Activity = Could you reproduce every record below exactly, excluding all pictures?

Records drawn from a dataset =
§

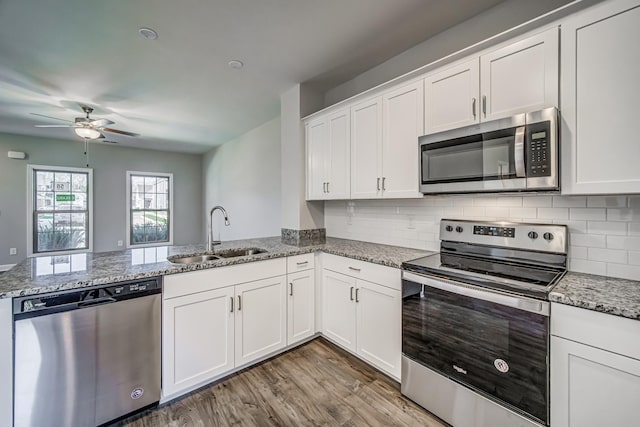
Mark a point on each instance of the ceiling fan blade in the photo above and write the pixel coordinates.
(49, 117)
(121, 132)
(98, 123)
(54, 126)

§

Written solution =
Mark a point on each instance of the ceiling fan blade in the photo above and write the pixel coordinates.
(49, 117)
(121, 132)
(98, 123)
(54, 126)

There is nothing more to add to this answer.